** What the task requires **
From the line containing "Please put a point on the yellow reflective" down to the last line of the material, return those lines verbatim and only those.

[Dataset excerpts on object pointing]
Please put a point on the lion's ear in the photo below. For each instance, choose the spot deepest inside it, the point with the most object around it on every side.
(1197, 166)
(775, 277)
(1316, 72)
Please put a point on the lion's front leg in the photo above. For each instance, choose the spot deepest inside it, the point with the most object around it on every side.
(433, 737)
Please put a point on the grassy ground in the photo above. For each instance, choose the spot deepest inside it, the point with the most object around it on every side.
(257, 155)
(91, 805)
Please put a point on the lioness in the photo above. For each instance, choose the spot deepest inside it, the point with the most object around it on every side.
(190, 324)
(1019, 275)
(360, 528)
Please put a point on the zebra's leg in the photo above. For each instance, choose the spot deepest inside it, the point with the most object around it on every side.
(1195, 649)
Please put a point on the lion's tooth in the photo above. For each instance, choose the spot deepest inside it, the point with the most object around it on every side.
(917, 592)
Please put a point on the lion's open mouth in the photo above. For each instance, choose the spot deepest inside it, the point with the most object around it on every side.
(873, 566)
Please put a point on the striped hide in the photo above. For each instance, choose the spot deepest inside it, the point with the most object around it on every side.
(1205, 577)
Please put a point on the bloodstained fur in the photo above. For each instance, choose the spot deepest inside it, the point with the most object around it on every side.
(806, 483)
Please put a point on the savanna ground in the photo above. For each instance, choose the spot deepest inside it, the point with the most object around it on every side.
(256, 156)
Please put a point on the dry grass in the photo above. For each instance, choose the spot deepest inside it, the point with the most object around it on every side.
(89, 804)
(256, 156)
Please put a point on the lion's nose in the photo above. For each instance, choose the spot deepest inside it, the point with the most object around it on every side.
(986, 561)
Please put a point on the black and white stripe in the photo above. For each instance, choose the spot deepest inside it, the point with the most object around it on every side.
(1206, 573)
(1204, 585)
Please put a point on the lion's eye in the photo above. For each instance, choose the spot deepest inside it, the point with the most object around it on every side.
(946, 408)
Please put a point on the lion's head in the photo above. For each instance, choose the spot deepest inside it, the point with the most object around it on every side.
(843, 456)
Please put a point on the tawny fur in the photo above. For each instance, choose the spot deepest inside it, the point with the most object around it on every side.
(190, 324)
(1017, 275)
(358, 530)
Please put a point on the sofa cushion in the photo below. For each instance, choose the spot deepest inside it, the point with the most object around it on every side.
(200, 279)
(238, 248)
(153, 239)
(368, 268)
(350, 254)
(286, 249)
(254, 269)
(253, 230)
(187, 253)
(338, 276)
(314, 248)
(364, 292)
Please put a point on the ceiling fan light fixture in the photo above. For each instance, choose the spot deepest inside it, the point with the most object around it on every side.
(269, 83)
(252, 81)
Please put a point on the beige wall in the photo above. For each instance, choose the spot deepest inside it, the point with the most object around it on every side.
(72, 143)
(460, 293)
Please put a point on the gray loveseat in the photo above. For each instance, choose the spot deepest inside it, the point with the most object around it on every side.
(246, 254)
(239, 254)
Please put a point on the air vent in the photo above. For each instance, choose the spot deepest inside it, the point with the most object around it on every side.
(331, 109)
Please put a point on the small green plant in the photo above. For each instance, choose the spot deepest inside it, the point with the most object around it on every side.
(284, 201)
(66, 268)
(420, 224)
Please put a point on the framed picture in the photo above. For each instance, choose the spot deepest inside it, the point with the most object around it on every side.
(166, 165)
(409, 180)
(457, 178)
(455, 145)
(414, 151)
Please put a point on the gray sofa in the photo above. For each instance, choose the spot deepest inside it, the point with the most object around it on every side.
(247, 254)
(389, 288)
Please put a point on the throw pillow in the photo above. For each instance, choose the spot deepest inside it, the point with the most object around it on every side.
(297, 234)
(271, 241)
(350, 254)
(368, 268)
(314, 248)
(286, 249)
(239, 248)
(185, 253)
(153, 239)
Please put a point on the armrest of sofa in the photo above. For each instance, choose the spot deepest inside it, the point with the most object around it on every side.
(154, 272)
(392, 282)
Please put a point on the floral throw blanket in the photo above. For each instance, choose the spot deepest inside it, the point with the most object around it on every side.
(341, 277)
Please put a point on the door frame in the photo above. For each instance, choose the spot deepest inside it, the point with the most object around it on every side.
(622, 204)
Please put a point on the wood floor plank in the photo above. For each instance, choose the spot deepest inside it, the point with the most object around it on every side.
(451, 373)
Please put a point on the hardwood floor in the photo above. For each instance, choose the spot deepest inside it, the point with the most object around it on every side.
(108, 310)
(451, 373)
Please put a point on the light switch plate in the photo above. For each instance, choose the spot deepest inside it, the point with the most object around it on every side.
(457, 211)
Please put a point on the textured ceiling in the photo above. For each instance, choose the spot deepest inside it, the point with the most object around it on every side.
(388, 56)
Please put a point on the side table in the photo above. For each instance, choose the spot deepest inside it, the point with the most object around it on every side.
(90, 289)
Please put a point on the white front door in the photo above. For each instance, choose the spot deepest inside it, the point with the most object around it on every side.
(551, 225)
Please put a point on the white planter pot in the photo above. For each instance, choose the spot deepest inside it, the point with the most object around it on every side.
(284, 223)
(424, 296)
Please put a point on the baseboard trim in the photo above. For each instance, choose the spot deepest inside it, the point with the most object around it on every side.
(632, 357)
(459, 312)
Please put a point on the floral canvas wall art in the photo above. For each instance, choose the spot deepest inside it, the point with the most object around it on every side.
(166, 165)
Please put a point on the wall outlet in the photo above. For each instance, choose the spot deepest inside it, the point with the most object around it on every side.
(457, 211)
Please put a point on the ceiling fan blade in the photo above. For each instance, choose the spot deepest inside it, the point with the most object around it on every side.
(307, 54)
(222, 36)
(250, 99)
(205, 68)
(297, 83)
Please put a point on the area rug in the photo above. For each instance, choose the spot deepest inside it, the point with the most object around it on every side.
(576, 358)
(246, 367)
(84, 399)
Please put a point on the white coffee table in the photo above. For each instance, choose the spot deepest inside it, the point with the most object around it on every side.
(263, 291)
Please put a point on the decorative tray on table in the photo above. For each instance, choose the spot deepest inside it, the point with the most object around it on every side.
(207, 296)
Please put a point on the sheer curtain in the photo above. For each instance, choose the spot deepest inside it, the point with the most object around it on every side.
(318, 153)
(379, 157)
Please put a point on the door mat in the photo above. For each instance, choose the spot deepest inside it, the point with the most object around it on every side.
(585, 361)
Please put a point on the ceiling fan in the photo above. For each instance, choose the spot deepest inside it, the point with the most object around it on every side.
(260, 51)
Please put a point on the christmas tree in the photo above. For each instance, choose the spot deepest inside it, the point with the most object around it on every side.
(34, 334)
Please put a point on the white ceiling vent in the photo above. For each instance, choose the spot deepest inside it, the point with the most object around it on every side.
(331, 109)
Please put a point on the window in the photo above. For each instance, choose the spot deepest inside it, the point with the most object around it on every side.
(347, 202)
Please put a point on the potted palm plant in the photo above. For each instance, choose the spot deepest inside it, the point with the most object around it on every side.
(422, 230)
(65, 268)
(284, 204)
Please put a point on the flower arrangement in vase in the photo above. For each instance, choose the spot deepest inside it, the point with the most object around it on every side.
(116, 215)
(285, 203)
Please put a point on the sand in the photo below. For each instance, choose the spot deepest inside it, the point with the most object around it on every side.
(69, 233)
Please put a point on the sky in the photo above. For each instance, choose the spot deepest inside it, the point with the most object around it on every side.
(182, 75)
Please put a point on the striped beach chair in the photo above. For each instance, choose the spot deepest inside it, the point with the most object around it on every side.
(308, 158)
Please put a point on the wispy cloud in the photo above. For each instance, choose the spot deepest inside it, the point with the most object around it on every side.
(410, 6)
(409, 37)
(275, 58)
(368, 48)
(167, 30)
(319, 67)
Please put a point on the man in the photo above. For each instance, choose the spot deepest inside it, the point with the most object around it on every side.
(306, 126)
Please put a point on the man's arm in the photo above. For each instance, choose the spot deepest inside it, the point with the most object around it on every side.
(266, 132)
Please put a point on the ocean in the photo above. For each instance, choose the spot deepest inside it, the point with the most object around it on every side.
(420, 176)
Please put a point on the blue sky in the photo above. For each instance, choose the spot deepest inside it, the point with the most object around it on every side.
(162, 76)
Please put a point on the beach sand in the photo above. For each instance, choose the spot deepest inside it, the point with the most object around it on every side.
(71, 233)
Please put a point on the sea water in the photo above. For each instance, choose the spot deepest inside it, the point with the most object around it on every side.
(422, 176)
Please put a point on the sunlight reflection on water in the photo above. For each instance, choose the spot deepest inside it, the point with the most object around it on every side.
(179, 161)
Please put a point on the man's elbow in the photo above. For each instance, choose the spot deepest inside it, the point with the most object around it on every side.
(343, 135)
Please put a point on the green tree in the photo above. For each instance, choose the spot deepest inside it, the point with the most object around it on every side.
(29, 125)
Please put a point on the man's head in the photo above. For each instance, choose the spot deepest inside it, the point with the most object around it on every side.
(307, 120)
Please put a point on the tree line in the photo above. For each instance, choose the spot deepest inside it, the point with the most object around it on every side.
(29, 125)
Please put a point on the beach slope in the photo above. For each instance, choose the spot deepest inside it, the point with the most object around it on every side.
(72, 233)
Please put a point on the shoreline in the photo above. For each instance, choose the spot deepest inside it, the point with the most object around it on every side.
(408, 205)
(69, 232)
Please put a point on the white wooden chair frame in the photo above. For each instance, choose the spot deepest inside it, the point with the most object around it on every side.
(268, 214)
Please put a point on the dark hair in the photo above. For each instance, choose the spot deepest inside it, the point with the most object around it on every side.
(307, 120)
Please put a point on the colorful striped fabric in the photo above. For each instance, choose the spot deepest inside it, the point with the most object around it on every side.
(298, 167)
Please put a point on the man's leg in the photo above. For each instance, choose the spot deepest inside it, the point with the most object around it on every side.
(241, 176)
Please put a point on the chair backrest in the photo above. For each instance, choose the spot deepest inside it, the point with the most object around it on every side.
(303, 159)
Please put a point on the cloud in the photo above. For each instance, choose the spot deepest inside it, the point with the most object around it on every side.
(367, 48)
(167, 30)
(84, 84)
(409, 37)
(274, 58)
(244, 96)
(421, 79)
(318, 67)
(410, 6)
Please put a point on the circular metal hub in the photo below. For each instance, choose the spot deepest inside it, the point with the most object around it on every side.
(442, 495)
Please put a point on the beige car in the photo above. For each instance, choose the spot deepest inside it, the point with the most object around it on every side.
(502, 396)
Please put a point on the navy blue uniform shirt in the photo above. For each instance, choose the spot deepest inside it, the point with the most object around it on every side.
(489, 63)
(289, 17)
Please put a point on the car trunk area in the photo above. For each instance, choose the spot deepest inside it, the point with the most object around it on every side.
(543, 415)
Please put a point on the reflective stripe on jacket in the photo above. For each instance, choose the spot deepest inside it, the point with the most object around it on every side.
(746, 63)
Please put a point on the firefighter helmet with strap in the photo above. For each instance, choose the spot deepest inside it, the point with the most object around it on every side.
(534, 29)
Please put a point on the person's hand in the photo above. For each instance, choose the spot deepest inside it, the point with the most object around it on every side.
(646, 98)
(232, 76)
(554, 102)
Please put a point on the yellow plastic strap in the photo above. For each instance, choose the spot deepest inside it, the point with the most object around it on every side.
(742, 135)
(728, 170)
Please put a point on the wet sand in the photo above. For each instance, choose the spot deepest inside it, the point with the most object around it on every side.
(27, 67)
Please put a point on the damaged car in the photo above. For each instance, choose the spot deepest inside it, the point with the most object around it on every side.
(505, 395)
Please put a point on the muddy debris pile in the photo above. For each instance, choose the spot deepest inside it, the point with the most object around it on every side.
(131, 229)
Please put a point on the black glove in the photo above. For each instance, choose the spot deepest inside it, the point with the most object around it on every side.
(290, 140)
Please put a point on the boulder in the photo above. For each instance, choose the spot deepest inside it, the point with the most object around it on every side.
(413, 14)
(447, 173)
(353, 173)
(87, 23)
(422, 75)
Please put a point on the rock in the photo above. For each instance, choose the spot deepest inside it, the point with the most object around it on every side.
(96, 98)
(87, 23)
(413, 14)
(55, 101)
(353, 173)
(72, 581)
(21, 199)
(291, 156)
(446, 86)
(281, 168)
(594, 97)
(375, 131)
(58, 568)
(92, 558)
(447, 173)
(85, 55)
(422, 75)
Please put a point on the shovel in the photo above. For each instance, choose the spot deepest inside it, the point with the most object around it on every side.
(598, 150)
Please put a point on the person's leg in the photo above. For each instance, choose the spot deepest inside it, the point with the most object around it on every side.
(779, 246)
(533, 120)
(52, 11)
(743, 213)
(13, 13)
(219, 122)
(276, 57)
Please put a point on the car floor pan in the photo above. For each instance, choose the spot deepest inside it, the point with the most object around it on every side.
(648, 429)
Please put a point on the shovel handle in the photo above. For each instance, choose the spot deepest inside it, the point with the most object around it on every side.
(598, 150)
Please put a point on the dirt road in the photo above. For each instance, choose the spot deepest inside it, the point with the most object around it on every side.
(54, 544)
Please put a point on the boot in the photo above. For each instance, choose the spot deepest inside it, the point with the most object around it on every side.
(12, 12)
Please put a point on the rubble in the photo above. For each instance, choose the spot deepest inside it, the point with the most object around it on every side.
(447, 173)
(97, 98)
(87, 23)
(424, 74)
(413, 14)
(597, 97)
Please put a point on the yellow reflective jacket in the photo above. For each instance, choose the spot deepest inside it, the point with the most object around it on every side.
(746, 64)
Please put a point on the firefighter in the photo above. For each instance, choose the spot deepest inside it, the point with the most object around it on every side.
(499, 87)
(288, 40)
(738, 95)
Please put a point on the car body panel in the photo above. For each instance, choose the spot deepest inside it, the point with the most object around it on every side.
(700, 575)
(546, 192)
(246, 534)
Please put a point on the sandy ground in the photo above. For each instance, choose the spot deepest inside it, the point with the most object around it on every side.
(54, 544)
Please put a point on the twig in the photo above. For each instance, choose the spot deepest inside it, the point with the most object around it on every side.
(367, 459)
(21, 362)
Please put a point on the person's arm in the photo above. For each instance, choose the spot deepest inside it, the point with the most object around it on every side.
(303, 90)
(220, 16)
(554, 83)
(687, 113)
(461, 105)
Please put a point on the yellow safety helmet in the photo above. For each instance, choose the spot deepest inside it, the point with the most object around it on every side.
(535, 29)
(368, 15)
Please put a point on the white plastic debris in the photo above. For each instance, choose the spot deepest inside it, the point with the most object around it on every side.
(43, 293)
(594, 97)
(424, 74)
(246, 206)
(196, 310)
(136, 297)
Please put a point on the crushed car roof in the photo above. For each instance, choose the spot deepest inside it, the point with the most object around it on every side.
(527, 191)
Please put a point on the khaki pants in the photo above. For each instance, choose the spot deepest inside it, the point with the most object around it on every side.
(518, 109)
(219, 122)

** Solution to the problem **
Please put a point on the yellow reflective jacket in the photo above. For each instance, choose the spot deepest inside it, the point with the most object around it on every side.
(746, 64)
Please put a point on the firefighter in the photo above. For each instance, choose the spot deepest inside it, the point with the most object around it on every side.
(499, 87)
(288, 40)
(738, 95)
Please put a point on the car body panel in the photo above. For each instance, choose the spot deepest inside it, the point with the most object around it on every side.
(700, 575)
(546, 192)
(246, 534)
Please put a point on the sandy ground in the photo above. For each instance, choose the spot deepest inside it, the point with the most object around it on every side.
(54, 544)
Please put a point on the twig in the photo above. For each instance, choose the spot deepest inside it, the point with the most object around it on every side.
(367, 459)
(21, 362)
Please put a point on the person's arm in the photo above. For each instance, choose the spot deepest inside it, the point with the most object around it on every side.
(303, 90)
(220, 16)
(554, 83)
(687, 113)
(461, 105)
Please put a point on the yellow safety helmet in the photo above. For each instance, choose the spot deepest inside it, the point with the most object around it on every side.
(535, 29)
(368, 15)
Please put a point on the white plastic debris in the photo above. For each instance, choose the spot deepest inside it, the point with the most object around it on every side.
(43, 293)
(594, 97)
(424, 74)
(246, 206)
(196, 310)
(136, 297)
Please put a point on the crushed car roof in the photo above. For each instance, choose the spot deepest inside it, the point with the most object around it on every side.
(527, 191)
Please put a point on the khaki pants in the photo above. For each instance, choose the spot deepest inside it, the point with the most object around it on every side.
(518, 109)
(219, 122)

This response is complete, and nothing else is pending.